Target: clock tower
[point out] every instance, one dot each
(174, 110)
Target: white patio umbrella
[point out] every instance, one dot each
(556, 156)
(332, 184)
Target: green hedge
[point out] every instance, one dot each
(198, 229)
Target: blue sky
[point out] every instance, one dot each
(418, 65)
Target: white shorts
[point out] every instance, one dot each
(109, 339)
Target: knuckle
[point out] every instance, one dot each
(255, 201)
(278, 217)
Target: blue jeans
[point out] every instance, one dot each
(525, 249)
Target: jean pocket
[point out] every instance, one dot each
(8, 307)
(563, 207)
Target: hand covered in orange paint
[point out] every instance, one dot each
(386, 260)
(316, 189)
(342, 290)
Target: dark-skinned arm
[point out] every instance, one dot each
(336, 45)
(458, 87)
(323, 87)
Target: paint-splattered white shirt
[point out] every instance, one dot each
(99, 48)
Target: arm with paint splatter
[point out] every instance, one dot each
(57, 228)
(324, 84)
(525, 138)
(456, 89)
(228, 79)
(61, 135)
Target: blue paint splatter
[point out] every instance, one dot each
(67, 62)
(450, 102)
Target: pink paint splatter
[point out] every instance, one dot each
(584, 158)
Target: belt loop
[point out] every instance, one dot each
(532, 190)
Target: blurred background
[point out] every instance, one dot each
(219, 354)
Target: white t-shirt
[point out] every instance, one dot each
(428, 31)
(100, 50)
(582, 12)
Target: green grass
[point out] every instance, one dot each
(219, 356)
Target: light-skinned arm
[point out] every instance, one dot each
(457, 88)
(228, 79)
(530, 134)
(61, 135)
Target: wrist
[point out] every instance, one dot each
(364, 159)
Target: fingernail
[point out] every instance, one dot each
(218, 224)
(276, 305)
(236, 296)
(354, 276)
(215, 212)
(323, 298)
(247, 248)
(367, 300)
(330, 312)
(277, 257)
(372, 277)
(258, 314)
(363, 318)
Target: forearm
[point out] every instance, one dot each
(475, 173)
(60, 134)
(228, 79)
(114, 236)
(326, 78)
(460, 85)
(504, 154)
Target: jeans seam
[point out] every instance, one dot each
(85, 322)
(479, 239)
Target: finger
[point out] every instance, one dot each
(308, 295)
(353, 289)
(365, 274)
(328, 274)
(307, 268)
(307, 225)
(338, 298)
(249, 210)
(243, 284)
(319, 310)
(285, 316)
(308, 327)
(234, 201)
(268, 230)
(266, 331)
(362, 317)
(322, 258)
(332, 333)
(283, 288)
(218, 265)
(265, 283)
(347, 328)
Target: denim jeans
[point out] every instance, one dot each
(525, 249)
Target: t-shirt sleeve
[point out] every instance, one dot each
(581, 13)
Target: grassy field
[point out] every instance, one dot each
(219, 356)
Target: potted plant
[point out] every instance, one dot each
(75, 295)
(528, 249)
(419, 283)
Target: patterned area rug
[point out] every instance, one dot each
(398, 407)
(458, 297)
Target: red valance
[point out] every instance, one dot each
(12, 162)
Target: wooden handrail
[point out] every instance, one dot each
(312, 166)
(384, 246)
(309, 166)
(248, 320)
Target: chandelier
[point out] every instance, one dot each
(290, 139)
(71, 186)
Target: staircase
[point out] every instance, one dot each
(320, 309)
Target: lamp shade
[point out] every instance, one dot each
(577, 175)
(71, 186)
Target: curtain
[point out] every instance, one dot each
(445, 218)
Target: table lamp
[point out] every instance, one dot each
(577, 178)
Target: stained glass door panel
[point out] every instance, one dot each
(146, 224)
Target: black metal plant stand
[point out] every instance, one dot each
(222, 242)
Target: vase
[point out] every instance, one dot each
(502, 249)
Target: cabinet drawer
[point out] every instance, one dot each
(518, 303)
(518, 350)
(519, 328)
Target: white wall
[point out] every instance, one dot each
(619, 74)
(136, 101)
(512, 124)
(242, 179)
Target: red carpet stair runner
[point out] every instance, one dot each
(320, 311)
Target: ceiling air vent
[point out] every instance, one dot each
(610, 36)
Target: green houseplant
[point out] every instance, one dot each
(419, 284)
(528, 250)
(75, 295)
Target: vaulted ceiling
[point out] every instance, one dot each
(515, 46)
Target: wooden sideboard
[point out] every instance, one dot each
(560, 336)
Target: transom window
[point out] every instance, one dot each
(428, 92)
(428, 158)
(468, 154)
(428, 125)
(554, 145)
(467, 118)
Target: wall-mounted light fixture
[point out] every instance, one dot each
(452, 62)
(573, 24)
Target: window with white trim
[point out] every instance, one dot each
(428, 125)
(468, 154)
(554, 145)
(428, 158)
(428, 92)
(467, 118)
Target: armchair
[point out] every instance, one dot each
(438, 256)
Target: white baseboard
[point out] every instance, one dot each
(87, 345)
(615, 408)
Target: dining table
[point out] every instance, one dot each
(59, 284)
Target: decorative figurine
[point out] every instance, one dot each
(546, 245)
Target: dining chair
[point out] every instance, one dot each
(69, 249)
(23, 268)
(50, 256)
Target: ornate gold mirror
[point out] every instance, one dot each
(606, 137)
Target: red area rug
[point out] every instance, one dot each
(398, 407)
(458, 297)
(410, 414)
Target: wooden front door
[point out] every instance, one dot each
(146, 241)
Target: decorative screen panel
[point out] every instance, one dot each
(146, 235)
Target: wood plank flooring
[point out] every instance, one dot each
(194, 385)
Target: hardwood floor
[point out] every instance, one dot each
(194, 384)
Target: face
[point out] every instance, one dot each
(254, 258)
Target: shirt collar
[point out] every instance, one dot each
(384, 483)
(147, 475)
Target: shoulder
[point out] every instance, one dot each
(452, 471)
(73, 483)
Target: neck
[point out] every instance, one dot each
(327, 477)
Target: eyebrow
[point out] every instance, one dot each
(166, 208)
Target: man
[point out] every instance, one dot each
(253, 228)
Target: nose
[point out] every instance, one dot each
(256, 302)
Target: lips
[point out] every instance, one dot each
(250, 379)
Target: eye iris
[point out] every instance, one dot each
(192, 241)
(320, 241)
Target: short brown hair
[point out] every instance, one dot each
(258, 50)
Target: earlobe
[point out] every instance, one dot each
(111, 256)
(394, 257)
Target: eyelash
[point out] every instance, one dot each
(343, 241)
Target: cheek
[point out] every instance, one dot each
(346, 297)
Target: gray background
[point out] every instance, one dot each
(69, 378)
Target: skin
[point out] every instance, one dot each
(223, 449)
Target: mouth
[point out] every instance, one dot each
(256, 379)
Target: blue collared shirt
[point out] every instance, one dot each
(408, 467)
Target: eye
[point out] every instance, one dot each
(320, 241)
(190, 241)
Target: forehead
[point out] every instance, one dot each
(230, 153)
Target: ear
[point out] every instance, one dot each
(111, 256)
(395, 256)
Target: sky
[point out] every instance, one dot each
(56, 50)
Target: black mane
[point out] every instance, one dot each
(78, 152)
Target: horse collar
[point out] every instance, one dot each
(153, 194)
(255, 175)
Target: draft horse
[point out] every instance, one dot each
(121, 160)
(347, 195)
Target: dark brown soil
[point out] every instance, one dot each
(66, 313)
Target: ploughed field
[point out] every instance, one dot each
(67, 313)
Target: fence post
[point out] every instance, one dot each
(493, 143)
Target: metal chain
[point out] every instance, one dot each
□ □ □
WRITTEN INSTRUCTION: Add 71 to each number in the answer coordinates, from the line containing "Target: short brown hair" down to the end of the items, and write out all of those lines again, keeping every other line unchanged.

WRITTEN RESPONSE:
Target: short brown hair
[point out] every instance, one dot each
(329, 121)
Target: earlobe
[point out] every instance, one dot each
(182, 327)
(465, 328)
Target: eyelash
[point out] every instance, one dot each
(414, 312)
Target: cheek
[point out] every instance, one dot each
(417, 368)
Target: gray background
[point out] every instance, one dot each
(140, 449)
Target: skin
[point out] every instance, one dot each
(294, 520)
Target: mouth
[point out] every instance, one dot each
(327, 450)
Target: blue collared shirt
[point out] every instance, one dot each
(479, 538)
Target: eye
[point out] every instance, one dot each
(391, 312)
(261, 312)
Target: forehead
[point out] every instance, one dot each
(301, 224)
Target: ear
[point out] every instance, one dot each
(182, 327)
(466, 327)
Target: sky
[point out] every instance, one dot each
(127, 121)
Target: black mane
[point out] every instance, one dot each
(149, 223)
Target: horse collar
[point out] every instance, one dot each
(224, 265)
(326, 246)
Target: draft horse
[point out] every instance, one dot each
(192, 231)
(418, 266)
Target: dark brown soil
[point out] every instance, one dot each
(137, 384)
Target: ploughed field
[point out] every instance, one dot each
(138, 384)
Target: fence post
[point out] every instance, one dot each
(564, 214)
Target: metal chain
[point out] every instance, one dot each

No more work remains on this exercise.